=== RECORDS PROVIDED ===
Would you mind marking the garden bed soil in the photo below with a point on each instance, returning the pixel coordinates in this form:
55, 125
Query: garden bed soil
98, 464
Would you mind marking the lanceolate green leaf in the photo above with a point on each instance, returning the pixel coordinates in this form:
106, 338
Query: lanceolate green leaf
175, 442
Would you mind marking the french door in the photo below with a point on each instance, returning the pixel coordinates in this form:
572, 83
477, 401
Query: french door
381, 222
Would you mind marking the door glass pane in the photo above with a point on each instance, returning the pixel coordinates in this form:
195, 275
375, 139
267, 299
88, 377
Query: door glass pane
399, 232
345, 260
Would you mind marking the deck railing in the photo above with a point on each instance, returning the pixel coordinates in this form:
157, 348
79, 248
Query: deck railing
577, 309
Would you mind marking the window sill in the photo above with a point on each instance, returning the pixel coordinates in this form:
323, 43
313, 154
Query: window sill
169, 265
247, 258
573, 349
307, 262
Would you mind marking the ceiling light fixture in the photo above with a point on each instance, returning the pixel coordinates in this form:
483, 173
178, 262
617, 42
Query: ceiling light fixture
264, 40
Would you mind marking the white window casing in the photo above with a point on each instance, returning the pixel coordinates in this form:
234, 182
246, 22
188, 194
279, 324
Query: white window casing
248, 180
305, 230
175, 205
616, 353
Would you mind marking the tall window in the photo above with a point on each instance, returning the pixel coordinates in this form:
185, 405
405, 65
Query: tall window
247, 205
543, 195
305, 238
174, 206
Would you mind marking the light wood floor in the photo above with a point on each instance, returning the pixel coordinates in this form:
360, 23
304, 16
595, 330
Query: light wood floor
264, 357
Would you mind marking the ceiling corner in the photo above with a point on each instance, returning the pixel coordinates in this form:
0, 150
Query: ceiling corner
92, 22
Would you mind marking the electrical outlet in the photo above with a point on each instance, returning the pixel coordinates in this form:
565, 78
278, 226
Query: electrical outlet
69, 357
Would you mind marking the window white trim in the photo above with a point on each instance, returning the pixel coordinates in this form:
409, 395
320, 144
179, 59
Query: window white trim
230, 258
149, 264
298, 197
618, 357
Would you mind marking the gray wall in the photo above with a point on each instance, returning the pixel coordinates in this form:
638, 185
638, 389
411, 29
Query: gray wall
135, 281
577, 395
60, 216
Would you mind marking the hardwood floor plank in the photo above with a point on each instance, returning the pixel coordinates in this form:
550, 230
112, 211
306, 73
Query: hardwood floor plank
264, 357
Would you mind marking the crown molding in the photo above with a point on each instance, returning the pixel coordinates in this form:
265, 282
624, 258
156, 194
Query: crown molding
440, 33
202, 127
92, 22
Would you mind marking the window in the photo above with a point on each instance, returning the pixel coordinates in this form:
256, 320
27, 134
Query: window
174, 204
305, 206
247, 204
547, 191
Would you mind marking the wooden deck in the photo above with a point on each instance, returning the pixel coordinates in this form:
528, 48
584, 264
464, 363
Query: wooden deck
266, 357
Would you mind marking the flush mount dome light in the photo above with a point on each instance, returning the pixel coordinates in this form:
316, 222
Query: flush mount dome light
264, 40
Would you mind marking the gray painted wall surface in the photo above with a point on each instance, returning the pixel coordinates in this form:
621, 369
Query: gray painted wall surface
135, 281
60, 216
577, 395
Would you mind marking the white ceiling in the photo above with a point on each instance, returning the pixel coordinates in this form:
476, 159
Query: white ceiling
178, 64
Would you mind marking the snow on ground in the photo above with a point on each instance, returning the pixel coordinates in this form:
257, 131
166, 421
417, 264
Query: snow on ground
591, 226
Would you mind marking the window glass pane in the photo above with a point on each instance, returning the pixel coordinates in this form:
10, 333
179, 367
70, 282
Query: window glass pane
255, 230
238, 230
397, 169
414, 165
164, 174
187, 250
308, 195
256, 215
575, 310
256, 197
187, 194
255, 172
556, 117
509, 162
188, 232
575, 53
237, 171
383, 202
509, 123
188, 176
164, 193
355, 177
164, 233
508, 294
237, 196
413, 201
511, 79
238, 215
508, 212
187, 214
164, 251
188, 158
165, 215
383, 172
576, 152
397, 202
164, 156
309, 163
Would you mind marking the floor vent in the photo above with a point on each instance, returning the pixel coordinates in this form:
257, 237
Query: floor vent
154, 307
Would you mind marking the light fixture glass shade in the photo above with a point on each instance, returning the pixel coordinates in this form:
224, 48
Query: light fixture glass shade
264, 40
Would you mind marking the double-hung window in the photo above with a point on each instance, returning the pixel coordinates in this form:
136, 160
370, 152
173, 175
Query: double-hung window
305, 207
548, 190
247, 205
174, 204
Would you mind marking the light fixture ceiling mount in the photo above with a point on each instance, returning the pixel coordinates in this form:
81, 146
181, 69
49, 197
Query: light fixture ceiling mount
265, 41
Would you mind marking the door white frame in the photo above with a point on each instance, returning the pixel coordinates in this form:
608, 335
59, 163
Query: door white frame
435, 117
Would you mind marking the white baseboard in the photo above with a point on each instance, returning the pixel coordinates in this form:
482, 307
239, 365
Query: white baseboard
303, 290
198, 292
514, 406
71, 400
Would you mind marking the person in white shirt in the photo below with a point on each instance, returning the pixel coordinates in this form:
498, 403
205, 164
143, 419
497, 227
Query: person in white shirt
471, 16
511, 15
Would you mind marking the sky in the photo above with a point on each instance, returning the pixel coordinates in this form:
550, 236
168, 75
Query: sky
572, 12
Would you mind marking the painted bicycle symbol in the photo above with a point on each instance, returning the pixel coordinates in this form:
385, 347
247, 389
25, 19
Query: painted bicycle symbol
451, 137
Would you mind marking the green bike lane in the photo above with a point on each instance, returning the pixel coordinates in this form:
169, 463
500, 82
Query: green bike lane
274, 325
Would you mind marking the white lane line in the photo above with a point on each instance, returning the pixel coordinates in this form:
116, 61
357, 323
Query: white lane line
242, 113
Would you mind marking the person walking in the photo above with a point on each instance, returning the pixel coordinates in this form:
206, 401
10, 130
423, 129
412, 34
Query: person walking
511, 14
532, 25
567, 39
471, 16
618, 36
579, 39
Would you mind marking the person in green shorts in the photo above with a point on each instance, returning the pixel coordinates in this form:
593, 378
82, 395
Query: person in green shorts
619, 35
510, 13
===
Copy out the stretch of the listing from the line containing "Would you mind marking the person walking" through the end of the listing, including the requests. Shift every point coordinate in the answers up by 122, and leave the requests and their format samples unchanged.

--- COMPLETE RESPONSE ---
Would you mind marking the person walking in the photo above with a point on each instance, returning the pixel coordinates in this form:
206, 401
10, 130
423, 129
412, 34
Query: person walking
633, 136
654, 147
689, 161
593, 138
740, 158
701, 161
Would you mind marking the person in green shorts in the photo above with a point on each instance, returning the pixel coordinates in this form:
593, 378
82, 395
Query: person in green shorts
741, 157
632, 135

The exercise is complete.